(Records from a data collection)
BEGIN
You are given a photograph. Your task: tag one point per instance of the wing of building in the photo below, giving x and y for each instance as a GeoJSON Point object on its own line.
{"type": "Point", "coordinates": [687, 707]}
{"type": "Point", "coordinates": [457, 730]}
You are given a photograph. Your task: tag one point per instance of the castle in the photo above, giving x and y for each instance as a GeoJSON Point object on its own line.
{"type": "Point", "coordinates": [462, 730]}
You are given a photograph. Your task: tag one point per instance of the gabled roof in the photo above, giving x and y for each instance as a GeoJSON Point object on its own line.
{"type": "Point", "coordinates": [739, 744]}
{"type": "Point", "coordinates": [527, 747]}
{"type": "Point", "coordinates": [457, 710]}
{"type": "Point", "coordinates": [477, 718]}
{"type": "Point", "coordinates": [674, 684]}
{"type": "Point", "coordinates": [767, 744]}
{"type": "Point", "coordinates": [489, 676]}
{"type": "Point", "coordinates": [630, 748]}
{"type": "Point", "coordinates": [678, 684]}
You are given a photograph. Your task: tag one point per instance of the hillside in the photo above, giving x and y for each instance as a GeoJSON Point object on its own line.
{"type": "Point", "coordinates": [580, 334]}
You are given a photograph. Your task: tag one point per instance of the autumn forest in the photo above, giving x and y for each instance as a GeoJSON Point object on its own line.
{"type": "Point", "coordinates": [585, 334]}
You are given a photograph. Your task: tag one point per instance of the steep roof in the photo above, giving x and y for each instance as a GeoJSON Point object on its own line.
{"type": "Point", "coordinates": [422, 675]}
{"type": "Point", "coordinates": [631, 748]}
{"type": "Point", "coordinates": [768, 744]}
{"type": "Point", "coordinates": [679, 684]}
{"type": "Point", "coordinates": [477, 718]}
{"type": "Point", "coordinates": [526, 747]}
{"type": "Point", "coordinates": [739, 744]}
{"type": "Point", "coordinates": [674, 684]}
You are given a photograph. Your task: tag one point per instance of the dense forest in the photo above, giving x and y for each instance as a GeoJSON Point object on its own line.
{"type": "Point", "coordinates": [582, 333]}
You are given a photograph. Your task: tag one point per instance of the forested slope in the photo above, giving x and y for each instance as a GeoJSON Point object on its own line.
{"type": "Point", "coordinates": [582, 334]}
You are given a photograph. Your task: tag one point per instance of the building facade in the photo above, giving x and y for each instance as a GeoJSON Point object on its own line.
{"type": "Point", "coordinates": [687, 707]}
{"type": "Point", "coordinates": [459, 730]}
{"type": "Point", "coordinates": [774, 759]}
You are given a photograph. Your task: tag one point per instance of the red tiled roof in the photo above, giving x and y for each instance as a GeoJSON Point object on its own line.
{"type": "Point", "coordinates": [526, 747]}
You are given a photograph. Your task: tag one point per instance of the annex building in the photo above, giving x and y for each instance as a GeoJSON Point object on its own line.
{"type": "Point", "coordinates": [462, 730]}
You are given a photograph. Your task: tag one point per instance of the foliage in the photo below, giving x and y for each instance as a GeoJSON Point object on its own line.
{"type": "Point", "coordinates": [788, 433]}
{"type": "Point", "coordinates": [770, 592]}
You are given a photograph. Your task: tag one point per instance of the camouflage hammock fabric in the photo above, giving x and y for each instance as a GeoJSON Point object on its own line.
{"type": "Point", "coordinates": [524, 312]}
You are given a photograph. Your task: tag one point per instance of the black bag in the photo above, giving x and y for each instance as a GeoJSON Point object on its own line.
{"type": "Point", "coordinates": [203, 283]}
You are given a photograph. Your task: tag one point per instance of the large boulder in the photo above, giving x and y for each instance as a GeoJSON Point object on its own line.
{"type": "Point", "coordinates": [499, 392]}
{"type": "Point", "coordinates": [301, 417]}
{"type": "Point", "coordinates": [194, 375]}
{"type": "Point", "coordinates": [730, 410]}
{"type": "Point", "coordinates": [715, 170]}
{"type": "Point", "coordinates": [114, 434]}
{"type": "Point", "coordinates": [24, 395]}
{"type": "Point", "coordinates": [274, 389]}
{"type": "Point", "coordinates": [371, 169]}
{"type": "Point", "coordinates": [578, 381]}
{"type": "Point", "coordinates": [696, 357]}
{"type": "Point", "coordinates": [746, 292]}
END
- _What needs to be done_
Can you duplicate every row above word for word, keeping each one unchanged and in the same order?

- _Expected output_
You are given a photograph. Your task: tag one point per instance of the wing of building in the photo below, giving x and y for each instance as a GeoJSON Point object on its own line.
{"type": "Point", "coordinates": [687, 707]}
{"type": "Point", "coordinates": [457, 730]}
You are given a photograph. Your task: tag one point per instance of the castle in the photo above, giving x and y for each instance as a GeoJSON Point object on its own line.
{"type": "Point", "coordinates": [462, 730]}
You are given a photograph. Your task: tag one point per instance of the gabled roof in the photo above, giving x and y for each instance as a GeoJSON Point object on its own line.
{"type": "Point", "coordinates": [739, 744]}
{"type": "Point", "coordinates": [527, 747]}
{"type": "Point", "coordinates": [457, 710]}
{"type": "Point", "coordinates": [477, 718]}
{"type": "Point", "coordinates": [674, 684]}
{"type": "Point", "coordinates": [767, 744]}
{"type": "Point", "coordinates": [489, 676]}
{"type": "Point", "coordinates": [630, 748]}
{"type": "Point", "coordinates": [678, 684]}
You are given a photograph. Your task: tag one point per instance of the hillside in the photo above, giving x and y for each instance as a GeoJSON Point object on its own line.
{"type": "Point", "coordinates": [580, 334]}
You are given a photograph. Your task: tag one point per instance of the autumn forest in the photo above, giving x and y for each instance as a GeoJSON Point object on its own line.
{"type": "Point", "coordinates": [585, 334]}
You are given a photograph. Your task: tag one point per instance of the steep roof in the photo above, giving x and y for each instance as a GeoJSON Point object on its own line.
{"type": "Point", "coordinates": [422, 675]}
{"type": "Point", "coordinates": [631, 748]}
{"type": "Point", "coordinates": [768, 744]}
{"type": "Point", "coordinates": [679, 684]}
{"type": "Point", "coordinates": [477, 718]}
{"type": "Point", "coordinates": [526, 747]}
{"type": "Point", "coordinates": [739, 744]}
{"type": "Point", "coordinates": [674, 684]}
You are given a photograph. Your task: tag one point per instance of the dense forest in the photo above, giving x and y for each instance as a GeoJSON Point object on its own line.
{"type": "Point", "coordinates": [582, 333]}
You are given a photograph. Your task: tag one point per instance of the forested slope in the photo above, giving x and y for each instance as a GeoJSON Point object on its own line.
{"type": "Point", "coordinates": [582, 334]}
You are given a photograph. Your task: tag one point per instance of the building facade in the photo above, giving x and y for each instance as a GeoJSON Point object on its own line.
{"type": "Point", "coordinates": [687, 707]}
{"type": "Point", "coordinates": [459, 730]}
{"type": "Point", "coordinates": [774, 759]}
You are given a photograph. Your task: tag one point per instance of the red tiled roof in the photo above, giving x and y for each instance as a GeoJSON Point object on its own line.
{"type": "Point", "coordinates": [526, 747]}
You are given a photograph. Your task: tag one point per instance of the annex building in the photo above, giving x and y for each instance as a GeoJSON Point object on its own line.
{"type": "Point", "coordinates": [462, 730]}
You are given a photograph. Your task: tag one point per instance of the foliage in the photo below, giving x and y for each instance as a GeoJSON Point object on its own line.
{"type": "Point", "coordinates": [788, 433]}
{"type": "Point", "coordinates": [770, 592]}
You are given a photograph. Your task: tag one point per instance of the camouflage hammock fabric in the photo above, giving x and y for each instance as a GeoJSON Point object on its own line.
{"type": "Point", "coordinates": [524, 312]}
You are given a photograph. Your task: tag one point per instance of the black bag in the photo above, giving x and y for each instance as a GeoJSON Point object on its own line.
{"type": "Point", "coordinates": [203, 283]}
You are given a photograph. Your task: tag one point per instance of the large boulder in the photo above, giving x and y for each instance as a GeoJSON Point object on its own line.
{"type": "Point", "coordinates": [499, 392]}
{"type": "Point", "coordinates": [301, 417]}
{"type": "Point", "coordinates": [194, 375]}
{"type": "Point", "coordinates": [730, 410]}
{"type": "Point", "coordinates": [715, 170]}
{"type": "Point", "coordinates": [114, 434]}
{"type": "Point", "coordinates": [24, 395]}
{"type": "Point", "coordinates": [274, 389]}
{"type": "Point", "coordinates": [371, 169]}
{"type": "Point", "coordinates": [578, 381]}
{"type": "Point", "coordinates": [696, 357]}
{"type": "Point", "coordinates": [746, 292]}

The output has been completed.